* _The task_:
For every line in the material, set down an identical one.

──────── Material provided

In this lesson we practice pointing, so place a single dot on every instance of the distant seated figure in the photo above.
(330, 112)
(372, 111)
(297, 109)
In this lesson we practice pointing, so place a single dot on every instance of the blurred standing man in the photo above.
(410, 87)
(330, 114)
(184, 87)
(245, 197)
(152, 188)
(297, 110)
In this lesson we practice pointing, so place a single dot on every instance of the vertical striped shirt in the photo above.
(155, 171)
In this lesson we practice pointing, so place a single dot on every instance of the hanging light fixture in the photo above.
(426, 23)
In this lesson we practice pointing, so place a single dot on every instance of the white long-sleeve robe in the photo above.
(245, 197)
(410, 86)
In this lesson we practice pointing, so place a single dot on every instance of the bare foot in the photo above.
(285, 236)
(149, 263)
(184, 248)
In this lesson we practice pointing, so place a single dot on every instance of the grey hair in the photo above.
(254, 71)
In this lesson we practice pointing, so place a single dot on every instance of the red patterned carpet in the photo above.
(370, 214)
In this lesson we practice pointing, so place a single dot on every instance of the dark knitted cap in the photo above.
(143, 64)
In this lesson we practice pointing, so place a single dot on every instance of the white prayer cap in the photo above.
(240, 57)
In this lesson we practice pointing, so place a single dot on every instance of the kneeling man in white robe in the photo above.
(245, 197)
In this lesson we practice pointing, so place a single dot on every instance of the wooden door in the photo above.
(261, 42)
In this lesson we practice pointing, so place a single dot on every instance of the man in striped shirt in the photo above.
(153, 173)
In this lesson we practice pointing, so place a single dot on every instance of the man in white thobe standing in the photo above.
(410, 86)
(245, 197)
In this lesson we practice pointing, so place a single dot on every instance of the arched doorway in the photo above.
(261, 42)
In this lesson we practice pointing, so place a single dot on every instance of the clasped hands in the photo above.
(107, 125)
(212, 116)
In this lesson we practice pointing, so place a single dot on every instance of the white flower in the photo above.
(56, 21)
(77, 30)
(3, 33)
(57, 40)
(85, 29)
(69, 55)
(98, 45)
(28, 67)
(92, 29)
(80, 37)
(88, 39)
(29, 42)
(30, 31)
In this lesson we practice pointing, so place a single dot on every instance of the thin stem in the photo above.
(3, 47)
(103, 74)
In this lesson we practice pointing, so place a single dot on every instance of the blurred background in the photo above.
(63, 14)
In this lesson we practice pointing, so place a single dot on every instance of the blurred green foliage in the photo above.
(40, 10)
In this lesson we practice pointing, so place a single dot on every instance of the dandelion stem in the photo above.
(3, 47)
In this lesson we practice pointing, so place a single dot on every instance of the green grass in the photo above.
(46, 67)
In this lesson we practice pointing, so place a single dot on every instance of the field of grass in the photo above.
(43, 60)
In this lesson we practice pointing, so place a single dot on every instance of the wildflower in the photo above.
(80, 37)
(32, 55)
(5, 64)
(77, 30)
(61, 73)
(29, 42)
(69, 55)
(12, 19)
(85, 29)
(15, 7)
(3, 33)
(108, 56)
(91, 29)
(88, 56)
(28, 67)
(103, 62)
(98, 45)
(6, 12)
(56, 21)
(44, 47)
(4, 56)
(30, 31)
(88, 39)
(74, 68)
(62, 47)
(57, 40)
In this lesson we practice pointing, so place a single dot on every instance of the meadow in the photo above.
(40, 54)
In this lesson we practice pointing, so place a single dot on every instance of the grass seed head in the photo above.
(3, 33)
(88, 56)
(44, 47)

────────────────

* _Solution to this task_:
In this lesson we practice pointing, so place a single dot on every instance of the distant seated figure in the photo above.
(330, 112)
(372, 111)
(297, 109)
In this lesson we practice pointing, so place a single dot on every instance of the blurred standing man in the photo above.
(410, 87)
(330, 114)
(184, 87)
(245, 197)
(152, 188)
(297, 110)
In this lesson we practice pointing, so place a single dot on every instance of the vertical striped shirt in the photo above.
(155, 171)
In this lesson we practice pointing, so place a single dot on every instance of the hanging light fixture in the photo above.
(426, 23)
In this lesson we practice pointing, so place a single dot on every instance of the white long-sleeve robe in the photo above.
(245, 197)
(410, 86)
In this lesson we practice pointing, so place a single dot on every instance of the bare foot in the photo above.
(285, 236)
(149, 263)
(184, 248)
In this lesson we practice pointing, so place a single dot on every instance of the grey hair in the photo above.
(254, 71)
In this lesson we practice pointing, so place a single dot on every instance of the red patterned carpet in the photo above.
(370, 214)
In this lesson we practice pointing, so place a single dot on every instance of the dark knitted cap in the photo above.
(143, 64)
In this lesson we practice pointing, so place a single dot on every instance of the white prayer cap in the photo above.
(240, 57)
In this lesson we practice pointing, so place a single dot on every instance of the kneeling man in white robe in the photo above.
(245, 197)
In this lesson we practice pointing, so place a single dot on every instance of the wooden door in the photo above.
(261, 42)
In this lesson we practice pointing, so place a single dot on every instance of the man in striped shirt in the photo above.
(153, 173)
In this lesson we practice pointing, so place a single dot on every instance of the man in white thobe standing in the photo above.
(410, 86)
(245, 197)
In this lesson we practice pointing, so place a single dot on every instance of the arched doorway in the photo above.
(261, 42)
In this lesson we practice pointing, so place a single dot on every instance of the clasped hands in the photo above.
(107, 125)
(212, 116)
In this lesson we practice pointing, so place a single dot on every instance of the white flower in the photo above.
(56, 21)
(77, 30)
(3, 33)
(57, 40)
(85, 29)
(69, 55)
(98, 45)
(28, 67)
(92, 29)
(80, 37)
(88, 39)
(29, 42)
(30, 31)
In this lesson we practice pointing, so place a single dot on every instance of the thin stem in the photo above.
(3, 47)
(103, 74)
In this lesson we practice pointing, so place a single dot on every instance of the blurred background in the photo above.
(63, 14)
In this lesson we practice pointing, so place a single dot on every instance of the blurred green foliage in the photo above.
(40, 10)
In this lesson we practice pointing, so place a single dot on every instance of the dandelion stem in the photo above.
(3, 47)
In this lesson we practice pointing, so place a single dot on every instance of the green grass in the photo above.
(46, 67)
In this lesson we practice pointing, so place a single dot on every instance of the field of grass in the photo above.
(43, 60)
In this lesson we practice pointing, so place a single dot on every instance of the wildflower in the photo above.
(80, 37)
(32, 55)
(5, 64)
(77, 30)
(61, 73)
(29, 42)
(69, 55)
(12, 19)
(85, 29)
(15, 7)
(3, 33)
(108, 56)
(91, 29)
(88, 56)
(28, 67)
(103, 62)
(98, 45)
(6, 12)
(56, 21)
(44, 47)
(4, 56)
(30, 31)
(88, 39)
(74, 68)
(62, 47)
(57, 40)
In this lesson we practice pointing, so place a single dot on every instance of the meadow in the photo above.
(40, 54)
In this lesson we practice pointing, so place a single dot on every instance of the grass seed head in the photo above.
(3, 33)
(88, 56)
(44, 47)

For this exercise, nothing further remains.